• **Exercise instructions**:
• A. Retype the passage in the excerpt on Gaza's future from "Several people in" to "administration and education.".
• B. In the excerpt on Gaza's future, what cost does the World Bank report give for the damage inflicted on Gaza?

• **Excerpted text**:
Israel will probably “face lingering armed resistance from Hamas for years to come, and the military will struggle to neutralise Hamas’s underground infrastructure, which allows insurgents to hide, regain strength, and surprise Israeli forces”, the US said of the situation in its Threat Assessment in March.

“I don’t know if it’s about support for Hamas as much as it is whoever’s striking back,” Baraa Shiban, an associate fellow at the Royal United Services Institute said, referring to Palestinians responding to Hamas as a resistance group rather than a political entity.

Meanwhile, Gaza’s homes and life-saving infrastructure lie in ruins, with 84 percent of Gaza’s healthcare facilities damaged or destroyed, and a lack of electricity and water to operate those that remain, a report by the World Bank said earlier this month.

According to the same report, the cost of the damage inflicted on Gaza was $18.5bn, 97 percent of the combined gross domestic product (GDP) of Gaza and the occupied West Bank in 2022.

“It’s going to cost billions to rebuild,” Boaz Atzili, an associate professor at the American University in Washington, DC, said from southern Israel.

“I don’t sense any appetite for that in Israel. It’s possible that some of the Gulf countries might contribute to that, but they’re going to want to see some kind of lasting political settlement, even if that’s just a technocratic administration, first, so they don’t end up back here again.”

Why would Israel plan Gaza’s future?

There seems to be international consensus that Israel will be involved in one form or another in the future of Gaza, once its assault on the besieged enclave ends.

“There is no real plan for Gaza,” said Baraa Shiban of the Royal United Service Institute (RUSI). “Israel just needed to respond forcefully to the [Hamas-led] attack of October 7th and maintain that narrative, which it’s struggled to do.

“Broadly speaking, political opinion in Israel seems to fall into three categories. Firstly, there’s Netanyahu’s view, which is just to get rid of Hamas and free the hostages.

“Secondly, there are those who would like to occupy and administer Gaza.

“Lastly, there’s a group that would like to apply so much pressure onto the Palestinian population that it just spills out into the Sinai [breaching Egypt’s border].”

Several people in Netanyahu’s government have proposed “plans” for Gaza on “the day after”.

In January, Defense Minister Yoav Gallant published a vague proposal for a US-led multinational group overseeing a civilian administration of a few “Palestinian notables” – likely heads of the powerful families that emerged from the chaos of war.

People inspect damage to homes after Israeli air raids. April 2, 2024, in Rafah [Ahmad Hasaballah/Getty Images]

Gallant’s plan triggered rival plans from within the cabinet, some proposing the settlement of Gaza, and together muddying the waters, saying as much about Israel’s political unity as the future of Gaza.

In February, Netanyahu published a one-and-a-half-page plan of his own, proposing the complete closure of Gaza’s southern border with Egypt, as well as the overhaul of Gaza’s civil administration and education.

• **Stored data entries**:
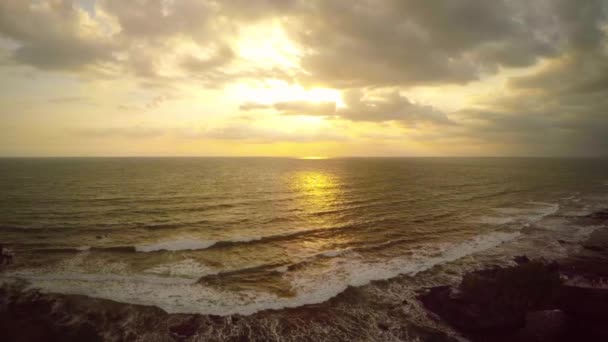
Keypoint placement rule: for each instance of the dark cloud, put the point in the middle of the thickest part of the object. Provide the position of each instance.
(412, 42)
(391, 107)
(222, 56)
(383, 108)
(49, 35)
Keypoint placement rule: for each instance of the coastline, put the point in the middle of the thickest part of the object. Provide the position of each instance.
(29, 315)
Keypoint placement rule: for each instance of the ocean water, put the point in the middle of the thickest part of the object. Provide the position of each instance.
(240, 235)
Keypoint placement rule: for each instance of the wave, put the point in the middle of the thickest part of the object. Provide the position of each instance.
(181, 295)
(183, 244)
(534, 212)
(193, 243)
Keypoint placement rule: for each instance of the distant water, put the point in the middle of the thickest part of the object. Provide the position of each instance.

• **Answers for each item**:
• A.
Several people in Netanyahu’s government have proposed “plans” for Gaza on “the day after”.

In January, Defense Minister Yoav Gallant published a vague proposal for a US-led multinational group overseeing a civilian administration of a few “Palestinian notables” – likely heads of the powerful families that emerged from the chaos of war.

People inspect damage to homes after Israeli air raids. April 2, 2024, in Rafah [Ahmad Hasaballah/Getty Images]

Gallant’s plan triggered rival plans from within the cabinet, some proposing the settlement of Gaza, and together muddying the waters, saying as much about Israel’s political unity as the future of Gaza.

In February, Netanyahu published a one-and-a-half-page plan of his own, proposing the complete closure of Gaza’s southern border with Egypt, as well as the overhaul of Gaza’s civil administration and education.

• B. $18.5bn, 97 percent of the combined GDP of Gaza and the occupied West Bank in 2022.